═══ Отрывок из текста

Блиц-эпиграмма или эпиграмматическая сказка? Часть 1


Эпиграмма родилась в Древней Греции приблизительно две тысячи восемьсот лет назад. Литературным жанром она стала не сразу, о чем речь впереди, но когда прочно утвердилась в литературе, то значимость ее возросла настолько, что и за пределами этого жанра любая острота, причем даже в прозаическом изложении, получила в новое время почетное право называться эпиграммой.

Сегодня в мире преобладает сатирическая эпиграмма. В античности же это ее качество проявилось как результат длительного развития. Там ей сначала отводилась роль посредницы между простыми смертными и обитателями Пинда. Эпиграмма представляла собой посвятительную надпись на треножнике, на щите, на вазе или на другой утвари богу-покровителю (эпиграмма в переводе с греческого и означает «надпись»). В дальнейшем прибавилась разновидность эпиграммы – эпитафия, то есть надгробная надпись, сообщавшая, как и теперь, краткие сведения об усопшем человеке.

══════
═══ Исходные данные

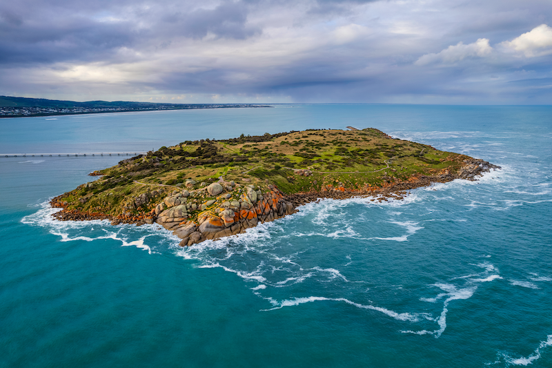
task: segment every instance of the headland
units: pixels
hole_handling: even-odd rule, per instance
[[[406,191],[500,168],[375,128],[184,141],[91,173],[53,198],[60,220],[162,225],[189,246],[245,231],[320,198],[399,199]]]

══════

**Что сделать:**
Ответьте по отрывку об эпиграмме:
(а) Где и примерно когда родилась эпиграмма?
(б) Что значит слово «эпиграмма» в переводе с греческого?
(в) Как называется надгробная надпись, ставшая разновидностью эпиграммы?

**Выполненное задание:**
(а) В Древней Греции, приблизительно две тысячи восемьсот лет назад.
(б) «Надпись».
(в) Эпитафия.